§ Input material:
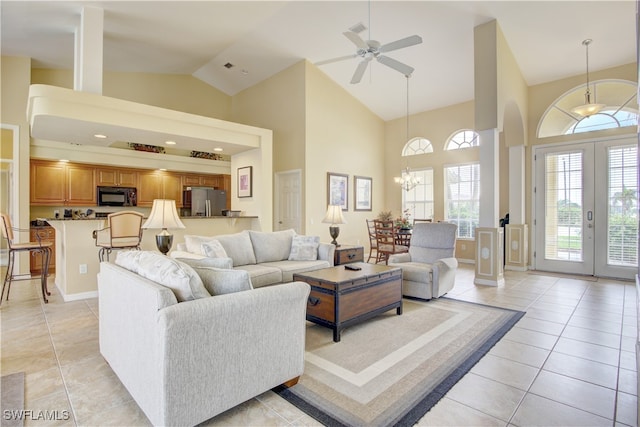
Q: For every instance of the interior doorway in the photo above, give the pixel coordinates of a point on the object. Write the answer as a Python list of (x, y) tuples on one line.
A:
[(288, 201), (586, 201)]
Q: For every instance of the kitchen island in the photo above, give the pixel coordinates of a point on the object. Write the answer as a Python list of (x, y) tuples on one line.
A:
[(77, 263)]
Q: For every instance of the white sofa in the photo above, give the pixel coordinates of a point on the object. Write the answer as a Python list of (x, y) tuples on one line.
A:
[(184, 363), (267, 256)]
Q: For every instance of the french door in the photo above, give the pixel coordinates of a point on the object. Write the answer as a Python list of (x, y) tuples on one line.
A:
[(586, 201)]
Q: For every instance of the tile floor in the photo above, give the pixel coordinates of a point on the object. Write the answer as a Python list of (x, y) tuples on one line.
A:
[(569, 361)]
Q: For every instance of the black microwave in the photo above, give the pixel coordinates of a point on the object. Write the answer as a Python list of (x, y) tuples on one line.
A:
[(117, 196)]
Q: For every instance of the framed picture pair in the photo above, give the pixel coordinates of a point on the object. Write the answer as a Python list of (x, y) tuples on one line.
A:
[(338, 191)]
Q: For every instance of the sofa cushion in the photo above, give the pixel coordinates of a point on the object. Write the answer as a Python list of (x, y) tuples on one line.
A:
[(213, 248), (304, 248), (208, 262), (271, 246), (289, 268), (193, 243), (178, 276), (220, 281), (262, 275), (238, 247)]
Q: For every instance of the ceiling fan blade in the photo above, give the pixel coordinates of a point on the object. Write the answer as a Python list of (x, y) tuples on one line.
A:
[(362, 67), (356, 39), (399, 44), (340, 58), (396, 65)]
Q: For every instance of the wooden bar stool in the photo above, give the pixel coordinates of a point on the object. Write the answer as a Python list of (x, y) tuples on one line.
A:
[(43, 249)]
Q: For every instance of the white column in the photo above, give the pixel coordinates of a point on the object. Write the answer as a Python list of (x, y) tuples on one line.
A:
[(489, 174), (516, 184), (88, 60)]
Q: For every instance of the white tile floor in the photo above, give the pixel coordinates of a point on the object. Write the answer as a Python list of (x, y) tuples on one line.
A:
[(569, 361)]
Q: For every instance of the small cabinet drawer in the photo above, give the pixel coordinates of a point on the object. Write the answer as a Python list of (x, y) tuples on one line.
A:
[(347, 254)]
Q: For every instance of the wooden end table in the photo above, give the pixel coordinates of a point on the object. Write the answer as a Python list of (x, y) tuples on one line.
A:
[(340, 297)]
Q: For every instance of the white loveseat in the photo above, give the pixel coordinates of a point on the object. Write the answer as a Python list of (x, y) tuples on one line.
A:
[(185, 362), (269, 257)]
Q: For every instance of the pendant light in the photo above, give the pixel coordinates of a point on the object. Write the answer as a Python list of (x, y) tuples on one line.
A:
[(588, 108), (407, 180)]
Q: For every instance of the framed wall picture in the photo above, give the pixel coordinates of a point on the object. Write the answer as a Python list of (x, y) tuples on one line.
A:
[(362, 190), (245, 181), (337, 190)]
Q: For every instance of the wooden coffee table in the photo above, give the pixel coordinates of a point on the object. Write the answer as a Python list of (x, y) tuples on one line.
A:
[(340, 298)]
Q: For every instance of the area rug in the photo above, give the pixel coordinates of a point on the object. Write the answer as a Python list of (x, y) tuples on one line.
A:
[(12, 399), (392, 369)]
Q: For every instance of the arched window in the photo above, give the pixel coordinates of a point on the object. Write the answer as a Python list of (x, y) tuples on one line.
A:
[(416, 146), (462, 139), (619, 96)]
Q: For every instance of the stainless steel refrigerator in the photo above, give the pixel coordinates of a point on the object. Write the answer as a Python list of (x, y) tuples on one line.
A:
[(205, 201)]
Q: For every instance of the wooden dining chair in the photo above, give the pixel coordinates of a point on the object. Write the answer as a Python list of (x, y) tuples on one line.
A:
[(387, 240), (124, 231), (37, 248)]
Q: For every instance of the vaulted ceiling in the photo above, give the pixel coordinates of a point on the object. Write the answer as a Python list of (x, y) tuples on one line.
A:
[(262, 38)]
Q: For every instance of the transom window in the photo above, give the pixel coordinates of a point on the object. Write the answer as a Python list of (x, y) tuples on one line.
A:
[(416, 146), (462, 139), (619, 96)]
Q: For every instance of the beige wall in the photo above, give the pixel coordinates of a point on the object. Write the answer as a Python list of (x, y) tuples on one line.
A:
[(173, 91), (342, 136)]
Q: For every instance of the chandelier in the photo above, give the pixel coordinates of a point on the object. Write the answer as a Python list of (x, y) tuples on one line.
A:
[(588, 108), (407, 181)]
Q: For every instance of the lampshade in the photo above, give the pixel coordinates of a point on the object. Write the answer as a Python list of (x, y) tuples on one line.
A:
[(334, 215), (588, 108), (165, 216)]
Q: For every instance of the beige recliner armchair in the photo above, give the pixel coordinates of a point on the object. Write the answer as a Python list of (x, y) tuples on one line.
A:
[(429, 268)]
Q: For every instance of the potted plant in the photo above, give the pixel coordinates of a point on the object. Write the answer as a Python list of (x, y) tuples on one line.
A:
[(403, 222)]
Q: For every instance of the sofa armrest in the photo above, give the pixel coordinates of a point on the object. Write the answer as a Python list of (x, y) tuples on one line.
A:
[(223, 350), (326, 252), (444, 276), (399, 258)]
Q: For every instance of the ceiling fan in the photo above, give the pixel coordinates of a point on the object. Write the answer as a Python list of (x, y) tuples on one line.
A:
[(370, 49)]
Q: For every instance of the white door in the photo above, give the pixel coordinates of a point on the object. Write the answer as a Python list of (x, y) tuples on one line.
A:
[(586, 202), (288, 201)]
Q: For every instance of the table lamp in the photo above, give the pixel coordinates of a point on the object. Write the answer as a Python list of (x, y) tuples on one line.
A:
[(333, 217), (165, 216)]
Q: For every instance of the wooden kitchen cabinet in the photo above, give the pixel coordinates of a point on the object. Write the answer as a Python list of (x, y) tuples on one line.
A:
[(62, 184), (116, 177), (47, 234), (159, 185)]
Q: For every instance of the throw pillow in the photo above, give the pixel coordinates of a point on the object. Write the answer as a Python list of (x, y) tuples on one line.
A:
[(219, 282), (213, 248), (175, 275), (238, 247), (208, 262), (271, 246), (194, 243), (304, 248)]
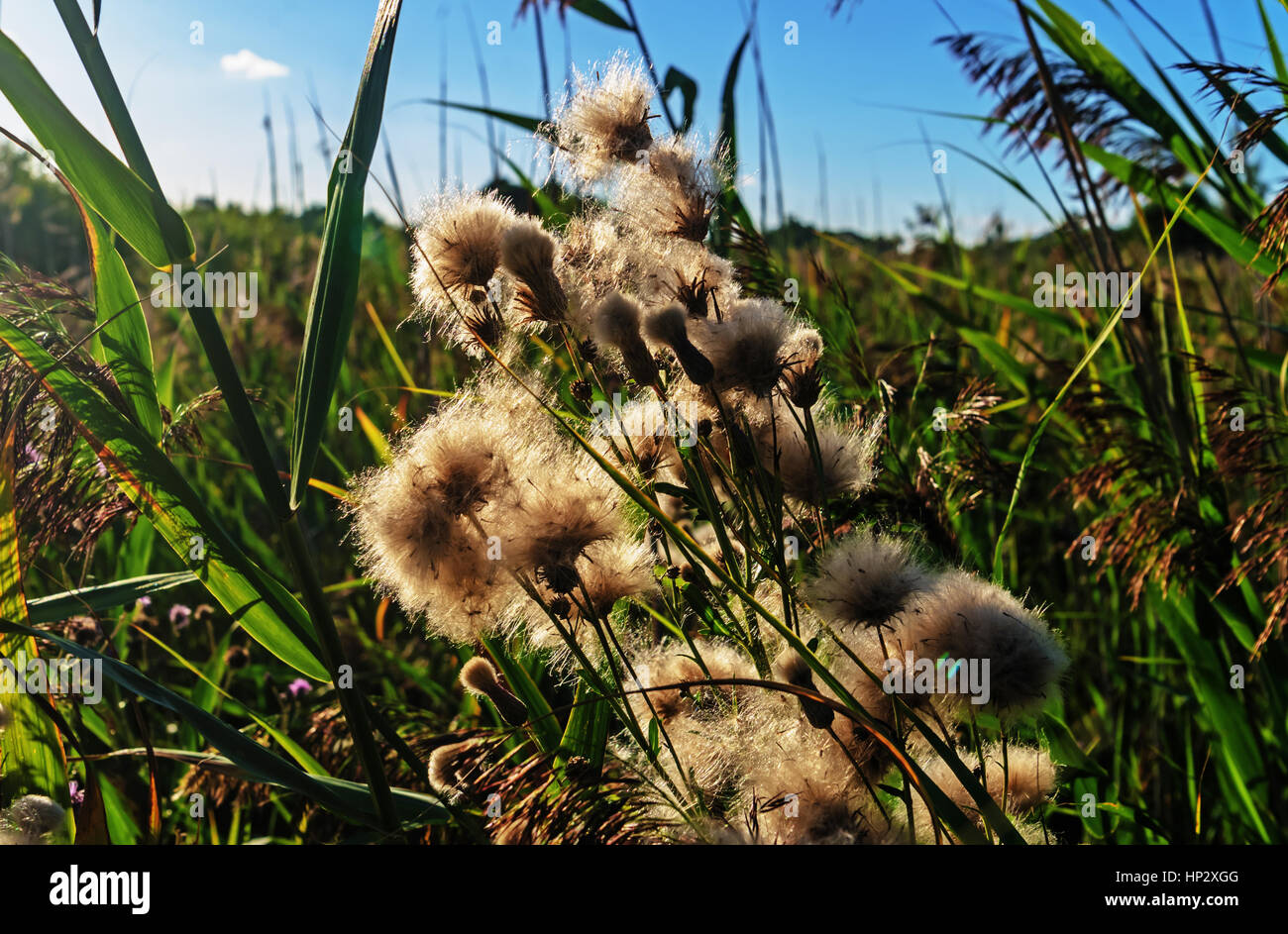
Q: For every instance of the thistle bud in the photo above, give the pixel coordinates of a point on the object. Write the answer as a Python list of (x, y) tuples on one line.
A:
[(480, 677)]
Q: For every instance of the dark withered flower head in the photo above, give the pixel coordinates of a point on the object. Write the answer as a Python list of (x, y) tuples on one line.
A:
[(528, 254), (455, 257), (867, 579)]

§ What to do: Rewrite every row above, substituting "image coordinates" for "pixel coordinates" wherever it occurs and keeping everything else unchanged. Leave the pictures out of your answer.

§ Correct result:
Q: For every instance of the interior doorway in the photo above, give the image coordinates of a point on the object. Write the answer as a Python list of (x, y) tuples on one line.
A:
[(288, 201), (586, 201)]
Q: For every instance of the kitchen island in the photo above, give the image coordinates of a point on the object. Write the answer as a Python list of (x, y) tuples on one line.
A:
[(77, 263)]
Q: For every instance of the white sofa in the photo above, give the image coordinates of a point on the object. Write the answer as a Python list of (x, y) tuples on one line.
A:
[(184, 363), (267, 256)]
Q: For every instance of the french door in the photo above, give the image coordinates of a point on the object. Write the answer as a Python list of (x, y) tuples on one line.
A:
[(586, 201)]
Q: For every instance of the tile floor in the photo above, give the image coordinates of a point on the object. Write the answer as a Python list of (x, y) tuples on one line.
A:
[(569, 361)]
Q: For every instance of the black microwave in the photo above, give the image coordinates of a point on the object. Write the answer as a Python list of (x, y) tuples on one line.
A:
[(117, 196)]
Q: For every instance of the framed picture pair in the photo above, give the image coordinates of a point on the object. Write the answer as a Python list of (x, y) tuples on one line.
A:
[(338, 191)]
Q: For every instance of the sofa cushion in the photo above, give the image coordinates of a point on the object. Write the answer as a Python list of (x, y) tuples on one line.
A:
[(213, 248), (304, 248), (208, 262), (271, 246), (289, 268), (193, 243), (178, 276), (220, 281), (262, 275), (238, 247)]
Q: For every instance of the ceiling fan blade in the photo above, give the image coordinates of a point on the object. Write the answer as a Python list of (x, y) tuples on one line.
A:
[(362, 67), (356, 39), (399, 44), (340, 58), (396, 65)]
Q: For every instance of the wooden bar stool in the photo above, give the image coordinates of a point on the object. Write the answer as a Python list of (x, y) tuples on one line.
A:
[(43, 249)]
Q: For every instance of the white column in the photo above, give the image coordinates of a point on the object. Write the answer as a Python list of (x, y) tuples on one line.
A:
[(489, 174), (516, 184), (88, 60)]
Q: For every instance of the white tile floor in the photo above, give the image coordinates of a point on the object. Write the answer as a Python list of (x, y) tuples on one line.
A:
[(569, 361)]
Q: For every instance of the small cabinet drawer in the photo above, give the image coordinates of a point on the object. Write the answer as a Python list of (x, y) tuples on one line.
A:
[(347, 254)]
Q: For every instance of the wooden end table in the photo above, give the image coordinates of a point on the object. Write the answer as a Python list of (x, y) tuples on one line.
A:
[(340, 297)]
Q: For every instance of the white loveseat in the photo above, give the image coordinates of a point on the object. Write the answer as a Python list of (x, y) tuples on one line.
A:
[(185, 362), (269, 257)]
Q: For every instance of the pendant light in the photo above, give the image coordinates of a point on the object. Write the answer as a Python list of (x, y) tuples on one line.
A:
[(588, 108), (407, 180)]
Q: For every instance of the framed wall picture in the photo above, give the image coordinates of a point on the object. Write the answer as a Python list of (x, y) tuples on one line.
A:
[(362, 190), (245, 181), (337, 190)]
Q: For every instance of the wooden coffee table in the photo above, give the image coordinates of a point on the object. Write the answer as a Python list of (x, y) tuples on one line.
A:
[(340, 298)]
Q: For every instance of the area rug in the photo above, give the image coordinates of a point on the object. Write the answer as a Python list of (x, y) tuples on one line.
A:
[(12, 399), (392, 369)]
Q: For every instance of the arched window in the photo above, give the image coordinates of a point on the object. Write the answer as a Python list of (x, y) tuples on one line.
A:
[(416, 146), (462, 139), (619, 96)]
Q: For every instance of the stainless steel refrigerator in the photo above, give the image coordinates of a point on the object. Write the answer as a Python list of (x, y) tuples on one line.
A:
[(205, 201)]
Q: For every instance of the wooden dining chair in the photo above, give the image coordinates of a point on the object. Write the answer as a Python list of (x, y) tuples on one line.
A:
[(387, 240), (124, 231), (37, 248)]
Q: For every instance of the vaulted ceiling in the photo above, give the image coordinates of a point on the object. Write the answer as a Python list of (x, y) tuples on one line.
A:
[(262, 38)]
Q: For every instance of the transom window in the photo above, give the image coordinates of a point on the object. Write the answer as a Python list of (x, y) tuples on one line.
A:
[(416, 146), (462, 139), (619, 96)]
Q: For every instance of the beige wall in the photo above, give the image coordinates of a point on the object. Write the answer as a Python list of (x, y) tuples on one line.
A:
[(173, 91), (342, 136)]
Q: For every instance of the chandelier in the photo above, give the image coordinates of a point on the object. Write the answer as a Python list of (x, y) tuples on one line.
A:
[(588, 108), (407, 181)]
Q: For every instance of the lampshade in the photo above, give the image coordinates of a point on the object. Write the answer as a Python list of (x, y) tuples on one line.
A:
[(334, 215), (588, 108), (165, 216)]
Q: For every instance of the beige recliner armchair in the photo above, give the image coordinates of a point on the object. Write the answer as a Python list of (x, y) tuples on one line.
A:
[(429, 268)]
Q: For every instance of the potted plant in the photo above, give the image coordinates of a point on the object. Write the answer as a Python list of (x, y) tuples on one line.
A:
[(403, 222)]
Q: For every instance of the sofa armrest in the photo above, give the image coordinates of a point on the object. Write the answer as a Python list of (x, y) tuples on one line.
A:
[(223, 350), (326, 252), (444, 276), (399, 258)]
Q: For every instance of the ceiling fan in the photo above, give the image coordinates of a point on the object. Write the answer as a Python list of (x, y) tuples on one line.
A:
[(370, 49)]
Q: For every instance of the white door in the photo above, give the image coordinates of a point on the object. Write the answer as a Python list of (x, y) tuples on one line.
A:
[(586, 202), (288, 201)]
Q: For every instance of the table lamp in the photo above, give the image coordinates of a point on the object. Write the answer as a Python list of (x, y) tuples on one line.
A:
[(333, 217), (165, 216)]
Q: For every instance of the wooden kitchen cabinet in the photo above, give the image coordinates of a point on the object. Write the answer as a Python list of (x, y) tuples on one line.
A:
[(62, 184), (116, 177), (47, 234), (159, 185)]
Q: For every instance of the throw pillow in the photo above, give the image coordinates of a point on the object. Write the answer as a Python list of (x, y) tuples on one line.
A:
[(219, 282), (213, 248), (175, 275), (238, 247), (208, 262), (271, 246), (194, 243), (304, 248)]
Q: For every instance of the thistle bud in the photo above, give the image coordinates of a point on the object. Write the answer as a Python list of (x, y) tuples on one line.
A:
[(480, 677)]
Q: For every instance of the dark withered flower head in the photo above, give the image coordinates of a point on the object. Write the answer as a Python list of (x, y) tuples on one line.
A:
[(528, 254), (455, 257), (867, 579)]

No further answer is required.